Objectives:
1. According to the biography of Christian Kabitz below, in what year did he create the Würzburger Bach-Chor?
2. Summarize the biography of Christian Kabitz below in two sentences.

Excerpt to read:
## BEGIN
The Germasn conductor, choir director, organist and harpsichordist, Christian Kabitz, received his training as a church musician and orchestral and choral conductor and keyboard player, with Diethard Hellmann and Hermann Michael in Munich.
Concentrating initially on church music, Christian Kabitz has in the last thirty years become well known both nationally and internationally as a harpsichordist, organist, and - primarily - conductor through countless concerts and broadcasts of choral, operatic and orchestral works spanning Renaissance music to compositions of contemporary composers. Kantor of the St John Church (St. Johannis) in Würzburg, he created in 1979 the Würzburger Bach-Chor and the Bach Orchestra in Würzburg. In 1986, he was named Choir Master of the Bachchor Heidelberg. Since 1988, he is artistic and Musical Director of the Cäcilien-Chor in Frankfurt.
With three big choirs for adult amateurs together with a children's choir that he rehearses and directs with his boundless enthusiasm and energy, Christian Kabitz is making an outstanding contribution to furthering the appreciation and love of music. Supplementing regular rehearsals, he organizes voice training and ensemble singing in small groups, thus adding greatly to the capabilities and cohesion within his body of singers.
Beyond the world of the performance of music, Christian Kabitz founded the "Bach Collegium" in Munich (1974), started and manages the annual Bach festival in Würzburg, organizes the International Bach-Händel festival in Würzburg, and is an innovative composer with Rock Requiem (1980) and Cosmogenia (1989). Since 1989 he has produced, directed and conducted Mozart, Rossini, and Georg Philipp Telemann operas for television and for opera festivals in both France and Germany. Christian Kabitz also gave life in 1999 to the "Bürklins Sommeroper", a festival of operas where he was not only conductor but also producer. He also gives frequent concerts with the Munich Bachsolisten and the Stuttgarter Kammerorchester, some of which are choral with one or more of his choirs, and some orchestral.
In recent years Christian Kabitz has begun organizing family concerts in Frankfurt's "Old Opera House" ("Alte Oper") directed primarily at children -- he chooses the music and then introduces each item to the audience: all tickets are snapped up every time.
## END
Information provided:
## BEGIN
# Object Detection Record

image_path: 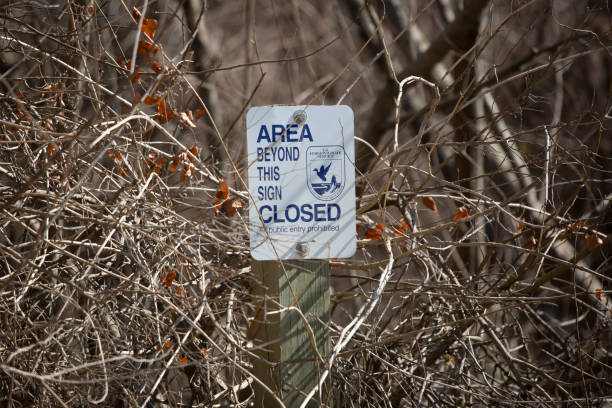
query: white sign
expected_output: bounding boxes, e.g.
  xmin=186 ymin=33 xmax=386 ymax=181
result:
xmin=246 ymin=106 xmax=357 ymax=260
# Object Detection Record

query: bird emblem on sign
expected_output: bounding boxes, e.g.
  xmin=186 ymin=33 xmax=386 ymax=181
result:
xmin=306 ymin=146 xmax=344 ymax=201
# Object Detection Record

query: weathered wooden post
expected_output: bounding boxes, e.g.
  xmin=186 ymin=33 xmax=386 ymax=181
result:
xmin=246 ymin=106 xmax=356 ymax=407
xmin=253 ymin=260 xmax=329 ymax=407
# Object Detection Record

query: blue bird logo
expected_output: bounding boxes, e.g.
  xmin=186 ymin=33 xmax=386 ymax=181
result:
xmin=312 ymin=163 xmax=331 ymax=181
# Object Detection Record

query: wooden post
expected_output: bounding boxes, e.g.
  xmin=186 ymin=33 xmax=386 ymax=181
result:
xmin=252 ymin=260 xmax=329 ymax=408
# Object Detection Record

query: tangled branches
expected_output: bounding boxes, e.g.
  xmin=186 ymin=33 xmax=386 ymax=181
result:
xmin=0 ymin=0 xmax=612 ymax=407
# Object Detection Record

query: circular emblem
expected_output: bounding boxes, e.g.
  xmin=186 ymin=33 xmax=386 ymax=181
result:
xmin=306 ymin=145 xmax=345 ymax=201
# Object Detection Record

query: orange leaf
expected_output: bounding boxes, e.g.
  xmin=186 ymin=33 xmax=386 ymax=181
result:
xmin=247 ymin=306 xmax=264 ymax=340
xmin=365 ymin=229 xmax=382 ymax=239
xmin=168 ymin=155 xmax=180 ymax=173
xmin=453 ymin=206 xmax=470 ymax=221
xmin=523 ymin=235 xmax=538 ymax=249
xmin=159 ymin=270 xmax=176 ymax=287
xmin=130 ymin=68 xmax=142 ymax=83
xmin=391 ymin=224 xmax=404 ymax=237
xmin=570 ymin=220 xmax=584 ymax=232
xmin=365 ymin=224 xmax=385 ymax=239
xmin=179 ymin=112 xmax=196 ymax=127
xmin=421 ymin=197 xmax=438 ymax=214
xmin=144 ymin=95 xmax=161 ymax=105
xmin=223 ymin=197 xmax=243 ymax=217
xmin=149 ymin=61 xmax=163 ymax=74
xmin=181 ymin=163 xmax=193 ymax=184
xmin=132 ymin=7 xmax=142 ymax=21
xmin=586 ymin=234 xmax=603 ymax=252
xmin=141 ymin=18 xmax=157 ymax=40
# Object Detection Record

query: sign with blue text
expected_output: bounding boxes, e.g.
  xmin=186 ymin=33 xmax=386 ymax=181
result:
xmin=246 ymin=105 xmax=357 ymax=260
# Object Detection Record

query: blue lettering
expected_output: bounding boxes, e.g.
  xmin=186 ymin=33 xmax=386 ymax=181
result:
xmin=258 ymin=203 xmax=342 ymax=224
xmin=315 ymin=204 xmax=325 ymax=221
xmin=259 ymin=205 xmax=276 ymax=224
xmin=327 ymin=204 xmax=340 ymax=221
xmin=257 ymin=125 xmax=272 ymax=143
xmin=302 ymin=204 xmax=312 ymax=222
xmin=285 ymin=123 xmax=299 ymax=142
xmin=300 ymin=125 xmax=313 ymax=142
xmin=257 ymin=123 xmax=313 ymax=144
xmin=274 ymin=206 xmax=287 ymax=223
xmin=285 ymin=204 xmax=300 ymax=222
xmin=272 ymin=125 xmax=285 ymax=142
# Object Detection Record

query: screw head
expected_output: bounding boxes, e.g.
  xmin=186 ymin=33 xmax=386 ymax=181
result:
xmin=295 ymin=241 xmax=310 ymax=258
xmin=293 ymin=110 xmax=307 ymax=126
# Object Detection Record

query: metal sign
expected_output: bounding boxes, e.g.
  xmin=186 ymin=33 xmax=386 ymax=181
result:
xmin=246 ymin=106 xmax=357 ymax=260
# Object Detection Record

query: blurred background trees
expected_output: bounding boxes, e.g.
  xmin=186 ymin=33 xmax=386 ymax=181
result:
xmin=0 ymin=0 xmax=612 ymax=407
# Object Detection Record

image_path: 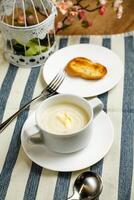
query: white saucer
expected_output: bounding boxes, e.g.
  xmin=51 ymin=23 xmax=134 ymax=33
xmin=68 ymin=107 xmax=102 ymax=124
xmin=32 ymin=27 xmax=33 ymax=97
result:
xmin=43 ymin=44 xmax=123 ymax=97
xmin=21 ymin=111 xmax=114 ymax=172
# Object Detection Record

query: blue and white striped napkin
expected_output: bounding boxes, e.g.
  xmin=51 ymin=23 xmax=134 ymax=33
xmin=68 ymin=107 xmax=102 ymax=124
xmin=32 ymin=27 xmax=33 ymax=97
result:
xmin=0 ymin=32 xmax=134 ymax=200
## END
List of solutions:
1. 1979

2. Christian Kabitz is a German conductor, choir director, organist and harpsichordist who trained in Munich and became known nationally and internationally, mainly as a conductor, through concerts and broadcasts of music from the Renaissance to contemporary composers. He directs several choirs, founded the "Bach Collegium" in Munich, runs Bach festivals in Würzburg, composes, conducts operas for television and festivals, and organizes family concerts for children in Frankfurt's "Alte Oper".